Task details -
Please give the data again in full, exactly as provided.

Excerpted data -
>>>>

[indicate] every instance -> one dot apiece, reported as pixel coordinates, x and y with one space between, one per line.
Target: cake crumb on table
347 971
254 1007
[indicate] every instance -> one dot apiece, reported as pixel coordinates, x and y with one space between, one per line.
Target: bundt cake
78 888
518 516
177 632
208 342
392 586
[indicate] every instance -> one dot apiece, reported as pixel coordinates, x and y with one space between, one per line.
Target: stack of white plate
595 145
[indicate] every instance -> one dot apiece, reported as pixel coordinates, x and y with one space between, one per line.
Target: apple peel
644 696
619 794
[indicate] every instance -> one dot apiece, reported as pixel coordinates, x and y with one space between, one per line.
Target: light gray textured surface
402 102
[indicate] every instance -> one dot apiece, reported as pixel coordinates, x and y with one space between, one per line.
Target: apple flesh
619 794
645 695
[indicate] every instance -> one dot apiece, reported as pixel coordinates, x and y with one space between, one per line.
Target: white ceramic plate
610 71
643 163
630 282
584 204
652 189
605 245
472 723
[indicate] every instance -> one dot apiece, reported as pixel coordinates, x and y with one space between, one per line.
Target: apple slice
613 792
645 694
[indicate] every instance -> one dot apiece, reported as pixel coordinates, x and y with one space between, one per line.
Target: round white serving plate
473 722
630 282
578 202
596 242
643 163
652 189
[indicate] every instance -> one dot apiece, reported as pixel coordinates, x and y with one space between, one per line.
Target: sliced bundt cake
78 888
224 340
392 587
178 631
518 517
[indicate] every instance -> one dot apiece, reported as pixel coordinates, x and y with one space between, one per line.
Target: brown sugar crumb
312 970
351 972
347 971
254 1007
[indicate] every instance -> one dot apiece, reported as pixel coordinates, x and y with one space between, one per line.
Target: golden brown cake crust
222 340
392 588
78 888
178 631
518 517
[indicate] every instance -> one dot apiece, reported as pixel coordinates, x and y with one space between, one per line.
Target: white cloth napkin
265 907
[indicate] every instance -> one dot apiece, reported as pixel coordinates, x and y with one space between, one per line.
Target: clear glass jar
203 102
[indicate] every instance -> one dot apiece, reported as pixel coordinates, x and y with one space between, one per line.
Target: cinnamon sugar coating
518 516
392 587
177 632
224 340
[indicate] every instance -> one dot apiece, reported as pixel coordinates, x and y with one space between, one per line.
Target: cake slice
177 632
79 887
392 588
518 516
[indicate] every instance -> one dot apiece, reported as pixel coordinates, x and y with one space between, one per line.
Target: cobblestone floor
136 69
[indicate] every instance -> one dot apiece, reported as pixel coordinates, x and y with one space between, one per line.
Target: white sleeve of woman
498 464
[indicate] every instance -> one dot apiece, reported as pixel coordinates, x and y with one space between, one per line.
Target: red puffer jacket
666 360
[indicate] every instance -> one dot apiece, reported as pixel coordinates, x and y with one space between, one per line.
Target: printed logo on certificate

<<<<

Exercise solution -
[indicate] every instance -> one dot apiece, reported as pixel coordinates, x and y with one space between, one per line.
Target: cake crumb on table
347 971
254 1007
[indicate] every instance -> one dot apiece, reported as pixel coordinates, x and y with one space between, one per line.
Target: bundt cake
78 888
518 516
177 632
208 342
392 586
[indicate] every instance -> one dot apiece, reported as pixel coordinates, x and y with one space between, one per line.
Target: stack of white plate
595 145
[indicate] every instance -> one dot apiece, reported as pixel coordinates, x and y with one space between, one per line.
Target: apple peel
644 696
619 794
[indicate] every instance -> one dot apiece, reported as pixel coordinates, x and y with one space between, one per line.
Target: light gray textured surface
402 102
[indicate] every instance -> one dot apiece, reported as pixel coordinates, x and y with one space between, one per line.
Target: apple flesh
619 794
645 695
[indicate] every instance -> one dot apiece, reported as pixel coordinates, x and y with one space between, one per line.
Target: white ceramic plate
610 71
643 163
630 282
584 204
652 189
605 245
472 723
[indicate] every instance -> one dot apiece, reported as pixel coordinates, x and y with one space between, one per line.
Target: apple slice
613 792
645 694
[indicate] every instance -> one dot apiece, reported as pixel coordinates, x and y with one space between, one per line.
Target: round white serving plate
473 722
630 282
578 202
596 242
643 163
652 189
[indicate] every instance -> one dot apiece, reported as pixel coordinates, x and y with one space between, one per line.
Target: sliced bundt cake
78 888
224 340
392 587
178 631
518 517
[indicate] every instance -> one dot apiece, reported as pixel coordinates, x and y with one space between, one per line.
Target: brown sugar crumb
312 970
351 972
347 971
254 1007
[indicate] every instance -> one dot apiece, reported as pixel coordinates, x and y with one space between, one per line.
Target: golden brown cake crust
222 340
392 588
78 888
178 631
518 517
[indicate] every instance -> one dot apiece, reported as pixel coordinates, x and y with one space between, one per line.
Target: white cloth napkin
265 907
[indicate] every instance -> one dot apiece, reported as pixel coordinates, x and y with one space between, one per line.
Target: clear glass jar
203 102
[indicate] every instance -> one dot apiece, reported as pixel coordinates, x and y with one space between, one per line.
Target: cinnamon sugar coating
518 516
392 587
177 632
224 340
[indicate] every instance -> one dot apiece, reported as pixel coordinates, x and y with one space between, one per line.
Target: cake slice
177 632
79 887
392 588
518 516
[indicate] every instance -> one dot apiece, reported as pixel coordinates, x and y with one space between, one per line.
Target: cobblestone floor
136 69
[indicate] every instance -> one dot apiece, reported as pixel coordinates, x and y with one space between, one per line.
Target: white sleeve of woman
498 464
[indicate] every instance -> one dot apiece, reported as pixel coordinates, x and y with one space between, one per line.
Target: red puffer jacket
666 360
[indicate] every instance -> one dot apiece, reported as pixel coordinates, x and y with one space between, one per line.
Target: printed logo on certificate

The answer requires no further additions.